_Given text_
******

# Adding aux input to radio...



## TEV/// (Mar 23, 2005)

Hi. First, I have searched through forums and web regarding how to add a simple 1/4 jack aux audio input to the business cd radio. I have found so much content that my head is spinning. I've found how to do it for 6 series, for X3's, for E36's, all kinds of opinions and facts. Too much info.:banghead:

So, rather than going crazy I'll give it a shot and ask straight out.
I want to connect an iPod SHUFFLE (not ipod mini) so all I need is a 1/4" input jack.

Questions:

- Some people say that the E46 business cd already comes with an input jack in the back of the radio, so all I need to do is run male-male wire. True?

- Others say I need a BMW adapter (Part No. 82 11 0 149 390) True?

- Any links on how to remove the radio?


Thanks!


----------



## Alex Baumann (Dec 19, 2001)

I'll move this to Audio forum.


----------



## SergioK (Aug 14, 2002)

What year/model is your car?


----------



## EricSteinman (Jan 21, 2005)

http://www.my330i.com/mod26.php

Everything you need is right there...I did it. Very easy, took about 45 minutes or so.


----------



## TEV/// (Mar 23, 2005)

******

_Source data_
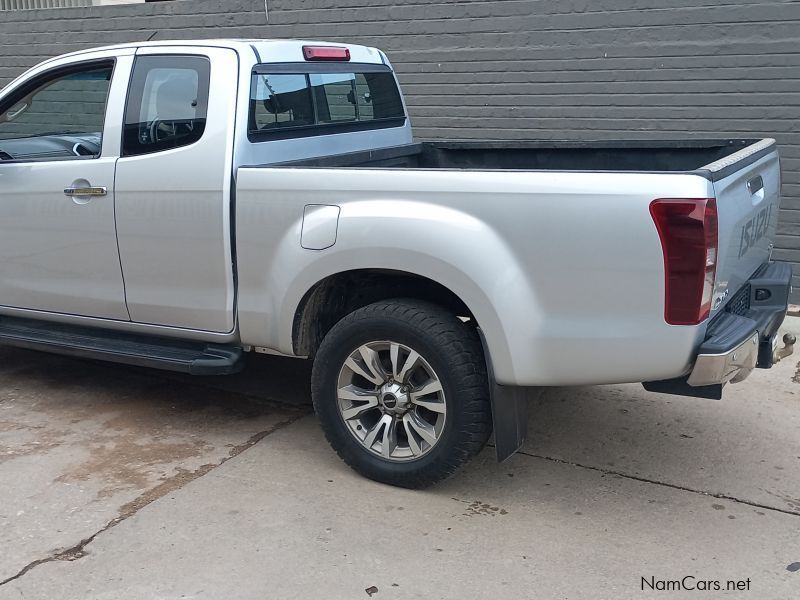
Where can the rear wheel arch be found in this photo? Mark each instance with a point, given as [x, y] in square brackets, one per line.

******

_What you will do_
1/ Rewrite the aux input thread starting at the words "Hi. First, I" and ending after "149 390) True?", with "business cd" changed to "business CD" throughout.
2/ Carry on the forum thread about adding an aux input to the radio from where it stops.

_Answers for the tasks_
1/
Hi. First, I have searched through forums and web regarding how to add a simple 1/4 jack aux audio input to the business CD radio. I have found so much content that my head is spinning. I've found how to do it for 6 series, for X3's, for E36's, all kinds of opinions and facts. Too much info.:banghead:

So, rather than going crazy I'll give it a shot and ask straight out.
I want to connect an iPod SHUFFLE (not ipod mini) so all I need is a 1/4" input jack.

Questions:

- Some people say that the E46 business CD already comes with an input jack in the back of the radio, so all I need to do is run male-male wire. True?

- Others say I need a BMW adapter (Part No. 82 11 0 149 390) True?

2/
SergioK said:


> What year/model is your car?


 see signature. it is the 2005 330Ci.
thanks


----------



## TEV/// (Mar 23, 2005)

:bow::bow::bow: U DA MANN !:bow::bow::bow:

:thumbup:

Thanks
 Tony


----------



## SanDiegoShaun (Jul 24, 2003)

Jus posted this in another fourm but this looks like the place to ask. I have a 05' 330 just plugged in the Aux in and some engine noise can be heard when nothing is plugged in as well as when a DVD player is plugged in. Has anyone had any issues with the AUX in?


----------



## BETOBMW530 (Oct 9, 2015)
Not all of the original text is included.